● **WORK INSTRUCTIONS**: A complete, exact copy of the records is needed here.

-- DATA SHOWN follows --

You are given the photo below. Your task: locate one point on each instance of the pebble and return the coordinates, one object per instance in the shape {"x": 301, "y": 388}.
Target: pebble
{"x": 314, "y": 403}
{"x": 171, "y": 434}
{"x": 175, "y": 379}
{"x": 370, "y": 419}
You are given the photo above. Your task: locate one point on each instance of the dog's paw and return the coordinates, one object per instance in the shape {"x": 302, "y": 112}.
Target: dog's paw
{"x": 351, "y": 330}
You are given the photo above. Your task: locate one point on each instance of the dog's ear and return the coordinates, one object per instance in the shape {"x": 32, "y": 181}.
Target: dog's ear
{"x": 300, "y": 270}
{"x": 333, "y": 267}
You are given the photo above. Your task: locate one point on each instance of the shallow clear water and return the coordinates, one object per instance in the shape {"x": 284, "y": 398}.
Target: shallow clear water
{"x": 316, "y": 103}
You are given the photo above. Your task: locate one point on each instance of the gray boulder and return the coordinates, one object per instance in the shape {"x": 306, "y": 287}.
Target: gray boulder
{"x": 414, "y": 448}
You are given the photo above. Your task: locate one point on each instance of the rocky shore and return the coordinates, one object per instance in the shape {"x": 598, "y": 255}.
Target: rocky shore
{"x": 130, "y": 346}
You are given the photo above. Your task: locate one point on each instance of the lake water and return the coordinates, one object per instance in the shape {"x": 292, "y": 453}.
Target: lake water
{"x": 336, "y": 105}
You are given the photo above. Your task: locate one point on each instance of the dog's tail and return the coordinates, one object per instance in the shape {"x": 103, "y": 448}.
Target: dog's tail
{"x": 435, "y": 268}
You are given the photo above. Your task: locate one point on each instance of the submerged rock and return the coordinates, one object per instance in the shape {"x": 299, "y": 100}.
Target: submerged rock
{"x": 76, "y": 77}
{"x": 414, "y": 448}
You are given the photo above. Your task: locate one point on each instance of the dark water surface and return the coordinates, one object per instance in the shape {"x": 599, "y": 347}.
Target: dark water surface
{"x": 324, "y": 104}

-- DATA SHOWN concluded --

● **RESULT OF THIS EXERCISE**:
You are given the photo below. Your task: locate one point on each instance of the pebble and return the coordinates, one object per instance in the shape {"x": 301, "y": 388}.
Target: pebble
{"x": 314, "y": 403}
{"x": 171, "y": 434}
{"x": 175, "y": 379}
{"x": 370, "y": 419}
You are given the photo above. Your task: locate one point on each instance of the dog's paw and return the coordinates, one object per instance in the shape {"x": 302, "y": 112}.
Target: dog's paw
{"x": 351, "y": 330}
You are given the photo above. Your task: locate one point on each instance of the dog's ear and return the coordinates, one object per instance in the shape {"x": 32, "y": 181}.
Target: dog's ear
{"x": 300, "y": 270}
{"x": 333, "y": 267}
You are given the photo above. Your task: locate one point on each instance of the shallow clear water and return the coordinates, one object per instance in the shape {"x": 284, "y": 398}.
Target: shallow clear water
{"x": 316, "y": 103}
You are given the photo above. Your task: locate one point on each instance of the gray boulder and return the coordinates, one object per instance in the shape {"x": 306, "y": 287}.
Target: gray boulder
{"x": 414, "y": 448}
You are given the photo above. Your task: locate one point on each instance of the rocky shore and return the coordinates, one object per instance in the shape {"x": 598, "y": 255}.
Target: rocky shore
{"x": 130, "y": 346}
You are given the photo above. Your task: locate one point on each instance of the lake water and return the coordinates, one object per instance in the shape {"x": 292, "y": 453}.
Target: lake water
{"x": 336, "y": 105}
You are given the photo above. Your task: locate one point on each instance of the dog's tail and return the coordinates, one object per instance in the shape {"x": 103, "y": 448}.
Target: dog's tail
{"x": 435, "y": 268}
You are given the photo above. Your task: locate one point on each instance of the submerged rock and return the coordinates, one object per instance in the shape {"x": 299, "y": 100}.
Target: submerged rock
{"x": 76, "y": 77}
{"x": 414, "y": 448}
You are given the photo above. Your task: locate one point on each instance of the dark water surface and return the coordinates, one object per instance in the shape {"x": 599, "y": 347}.
Target: dark water surface
{"x": 324, "y": 104}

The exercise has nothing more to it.